- _EXERCISE_: Your output is the line containing "Task: point out every instance of the distant boat with" plus all lines after it to the end of the records, reproduced exactly, with nothing else.
-- Begin RECORD EXTRACTS --
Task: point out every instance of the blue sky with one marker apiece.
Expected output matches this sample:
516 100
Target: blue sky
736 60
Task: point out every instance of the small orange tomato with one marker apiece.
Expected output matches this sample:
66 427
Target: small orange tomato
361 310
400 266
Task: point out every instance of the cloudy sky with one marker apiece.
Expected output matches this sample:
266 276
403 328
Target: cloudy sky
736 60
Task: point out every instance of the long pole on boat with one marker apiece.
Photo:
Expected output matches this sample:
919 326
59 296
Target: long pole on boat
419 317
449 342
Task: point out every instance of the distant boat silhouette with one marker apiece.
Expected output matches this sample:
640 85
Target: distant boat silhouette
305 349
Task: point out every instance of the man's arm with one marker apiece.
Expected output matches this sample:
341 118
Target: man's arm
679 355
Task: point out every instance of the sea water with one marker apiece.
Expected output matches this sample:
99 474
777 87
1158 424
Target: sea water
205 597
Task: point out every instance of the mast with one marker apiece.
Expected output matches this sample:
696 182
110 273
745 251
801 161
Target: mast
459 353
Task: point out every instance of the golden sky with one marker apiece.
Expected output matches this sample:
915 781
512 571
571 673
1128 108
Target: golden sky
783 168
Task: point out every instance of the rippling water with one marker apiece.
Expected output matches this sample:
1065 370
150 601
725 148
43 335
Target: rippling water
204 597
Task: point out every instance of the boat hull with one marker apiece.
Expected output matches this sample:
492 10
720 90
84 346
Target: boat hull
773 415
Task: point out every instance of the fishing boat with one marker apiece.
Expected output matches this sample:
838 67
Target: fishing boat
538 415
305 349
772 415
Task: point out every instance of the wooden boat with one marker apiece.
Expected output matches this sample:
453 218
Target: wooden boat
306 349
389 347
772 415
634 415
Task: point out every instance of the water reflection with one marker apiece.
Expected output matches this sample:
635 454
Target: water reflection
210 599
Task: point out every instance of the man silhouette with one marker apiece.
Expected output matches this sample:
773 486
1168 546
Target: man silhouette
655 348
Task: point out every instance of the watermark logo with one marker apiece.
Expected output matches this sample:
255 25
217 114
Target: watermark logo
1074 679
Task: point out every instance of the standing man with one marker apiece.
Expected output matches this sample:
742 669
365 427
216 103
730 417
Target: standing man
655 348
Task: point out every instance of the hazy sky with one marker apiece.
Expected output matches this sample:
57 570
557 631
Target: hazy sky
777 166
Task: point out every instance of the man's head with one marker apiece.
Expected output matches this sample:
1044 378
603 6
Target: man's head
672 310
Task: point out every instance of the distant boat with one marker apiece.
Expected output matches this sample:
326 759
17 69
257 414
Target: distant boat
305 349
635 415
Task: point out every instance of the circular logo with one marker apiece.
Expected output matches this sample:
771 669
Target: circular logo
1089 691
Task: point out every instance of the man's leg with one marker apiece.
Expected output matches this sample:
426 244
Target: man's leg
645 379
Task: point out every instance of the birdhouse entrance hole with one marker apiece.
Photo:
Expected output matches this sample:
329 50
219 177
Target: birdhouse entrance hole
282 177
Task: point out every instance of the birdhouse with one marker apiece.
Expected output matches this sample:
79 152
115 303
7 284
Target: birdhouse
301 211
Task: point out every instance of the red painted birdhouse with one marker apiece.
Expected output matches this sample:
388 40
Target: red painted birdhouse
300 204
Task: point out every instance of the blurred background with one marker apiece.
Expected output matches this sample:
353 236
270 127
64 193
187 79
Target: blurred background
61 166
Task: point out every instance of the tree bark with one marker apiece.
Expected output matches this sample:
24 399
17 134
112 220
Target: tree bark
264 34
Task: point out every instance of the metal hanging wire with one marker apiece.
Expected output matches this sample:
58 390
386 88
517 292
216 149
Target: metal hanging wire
-- End RECORD EXTRACTS --
- _TASK RESULT_:
Task: point out every instance of the distant boat with one marker apiece.
Expected output matches this sample:
326 759
17 69
257 414
Target: distant boat
305 349
635 415
Task: point out every instance of the circular logo with one marker apiece.
Expected output matches this sample:
771 669
Target: circular logo
1089 691
Task: point out every instance of the man's leg with one marker apiece.
Expected output matches this sample:
426 244
Target: man's leg
645 379
Task: point out every instance of the birdhouse entrance hole with one marker apiece.
Photo:
Expected output matches this sample:
329 50
219 177
Target: birdhouse entrance hole
282 177
Task: point out every instance of the birdhouse with one marker apiece.
Expected output matches this sample:
79 152
115 303
7 284
Target: birdhouse
301 211
Task: point out every instance of the red painted birdhouse with one marker apiece.
Expected output matches this sample:
388 40
Target: red painted birdhouse
300 204
Task: point out every instance of the blurred background with one marker apiece.
Expected output matches this sample:
353 236
270 127
64 193
187 79
Target: blurred background
61 166
Task: point out every instance of the tree bark with one marker apiece.
Expected output matches this sample:
24 399
17 134
112 220
Target: tree bark
264 34
Task: point out every instance of the metal hanging wire with one marker apiece.
Expected output matches this sample:
58 390
386 88
517 292
216 149
Target: metal hanging wire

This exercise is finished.